▶

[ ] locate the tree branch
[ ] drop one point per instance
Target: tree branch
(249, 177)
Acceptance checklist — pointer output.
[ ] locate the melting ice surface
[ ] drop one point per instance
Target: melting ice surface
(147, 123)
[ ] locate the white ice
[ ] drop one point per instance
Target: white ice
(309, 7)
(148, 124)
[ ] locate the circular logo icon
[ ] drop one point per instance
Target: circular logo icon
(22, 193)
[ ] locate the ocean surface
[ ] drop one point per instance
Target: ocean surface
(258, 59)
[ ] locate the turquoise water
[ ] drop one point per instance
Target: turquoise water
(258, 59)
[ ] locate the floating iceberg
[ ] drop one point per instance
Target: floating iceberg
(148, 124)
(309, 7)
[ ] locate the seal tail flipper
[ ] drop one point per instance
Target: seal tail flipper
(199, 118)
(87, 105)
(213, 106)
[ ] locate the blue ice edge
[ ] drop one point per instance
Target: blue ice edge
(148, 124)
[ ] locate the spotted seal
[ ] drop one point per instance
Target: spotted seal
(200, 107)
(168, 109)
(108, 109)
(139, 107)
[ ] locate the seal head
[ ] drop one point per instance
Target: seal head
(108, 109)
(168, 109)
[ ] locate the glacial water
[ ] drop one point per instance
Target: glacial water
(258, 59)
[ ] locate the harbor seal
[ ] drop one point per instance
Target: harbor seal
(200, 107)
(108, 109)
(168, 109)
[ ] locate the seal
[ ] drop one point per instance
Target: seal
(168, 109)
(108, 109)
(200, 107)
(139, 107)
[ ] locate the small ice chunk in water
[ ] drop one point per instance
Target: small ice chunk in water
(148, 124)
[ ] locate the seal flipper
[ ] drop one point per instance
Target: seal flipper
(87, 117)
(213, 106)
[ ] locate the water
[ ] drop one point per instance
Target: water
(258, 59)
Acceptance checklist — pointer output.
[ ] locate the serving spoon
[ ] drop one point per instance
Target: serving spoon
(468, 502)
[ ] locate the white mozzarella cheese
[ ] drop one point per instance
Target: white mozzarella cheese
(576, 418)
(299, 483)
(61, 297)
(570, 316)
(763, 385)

◀

-- Problem description --
Return the lines verbatim, starting at the line containing "[ ] locate the small ice chunk in water" and ending at the last line of the items, both included.

-- Output --
[ ] locate the small ice chunk in water
[ ] drop one point per instance
Target: small ice chunk in water
(148, 124)
[ ] locate the seal flipper
[ ] drop one point per instance
Target: seal flipper
(87, 117)
(213, 106)
[ ] locate the water
[ ] drop one point per instance
Target: water
(258, 59)
Acceptance checklist — pointer output.
[ ] locate the serving spoon
[ ] drop one point per instance
Target: serving spoon
(468, 502)
[ ] locate the white mozzarella cheese
[ ] drop one point per instance
Target: white mozzarella cheese
(576, 418)
(299, 483)
(61, 297)
(570, 316)
(763, 385)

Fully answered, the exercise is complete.